╭──
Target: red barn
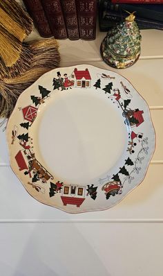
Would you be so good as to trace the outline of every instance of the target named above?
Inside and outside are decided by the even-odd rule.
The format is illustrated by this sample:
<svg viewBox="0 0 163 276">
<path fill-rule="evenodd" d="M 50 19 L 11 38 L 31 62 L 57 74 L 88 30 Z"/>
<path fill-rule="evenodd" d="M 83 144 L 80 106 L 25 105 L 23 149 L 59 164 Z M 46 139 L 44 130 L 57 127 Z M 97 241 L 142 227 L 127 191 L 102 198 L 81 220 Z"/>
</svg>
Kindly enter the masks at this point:
<svg viewBox="0 0 163 276">
<path fill-rule="evenodd" d="M 37 117 L 37 110 L 38 108 L 32 105 L 28 105 L 22 108 L 23 119 L 31 123 L 33 122 Z"/>
<path fill-rule="evenodd" d="M 77 69 L 75 68 L 71 75 L 71 78 L 72 81 L 74 83 L 74 87 L 90 87 L 91 77 L 87 68 L 85 70 L 77 70 Z"/>
<path fill-rule="evenodd" d="M 133 113 L 133 117 L 136 120 L 138 121 L 138 123 L 136 123 L 136 126 L 139 126 L 141 123 L 144 122 L 144 118 L 142 114 L 144 113 L 143 110 L 136 110 Z"/>
</svg>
╰──
- **OBJECTIVE**: Render all of the listing above as a JSON list of strings, one string per line, with blank lines omitted. Leave the picture out of the answer.

- **EXPECTED OUTPUT**:
[
  "Target: red barn",
  "Would you be so good as to trace the outline of every instance of the target named above?",
  "Inside and outside are decided by the even-odd rule.",
  "The format is illustrated by this sample:",
  "<svg viewBox=\"0 0 163 276\">",
  "<path fill-rule=\"evenodd\" d=\"M 50 19 L 11 38 L 31 62 L 57 74 L 88 30 Z\"/>",
  "<path fill-rule=\"evenodd\" d=\"M 83 144 L 80 106 L 25 105 L 23 149 L 59 164 Z M 46 139 L 44 130 L 57 127 Z M 97 241 L 142 227 L 127 191 L 102 198 L 81 220 Z\"/>",
  "</svg>",
  "Kindly enter the masks at this point:",
  "<svg viewBox=\"0 0 163 276\">",
  "<path fill-rule=\"evenodd\" d=\"M 37 117 L 37 110 L 38 108 L 32 105 L 28 105 L 22 108 L 23 119 L 31 123 L 33 122 Z\"/>",
  "<path fill-rule=\"evenodd\" d=\"M 77 69 L 75 68 L 71 75 L 71 78 L 72 81 L 74 83 L 74 87 L 90 87 L 91 77 L 87 68 L 85 70 L 77 70 Z\"/>",
  "<path fill-rule=\"evenodd\" d=\"M 133 113 L 133 117 L 136 120 L 138 121 L 138 123 L 136 123 L 136 126 L 139 126 L 141 123 L 144 122 L 144 118 L 142 114 L 144 113 L 143 110 L 136 110 Z\"/>",
  "</svg>"
]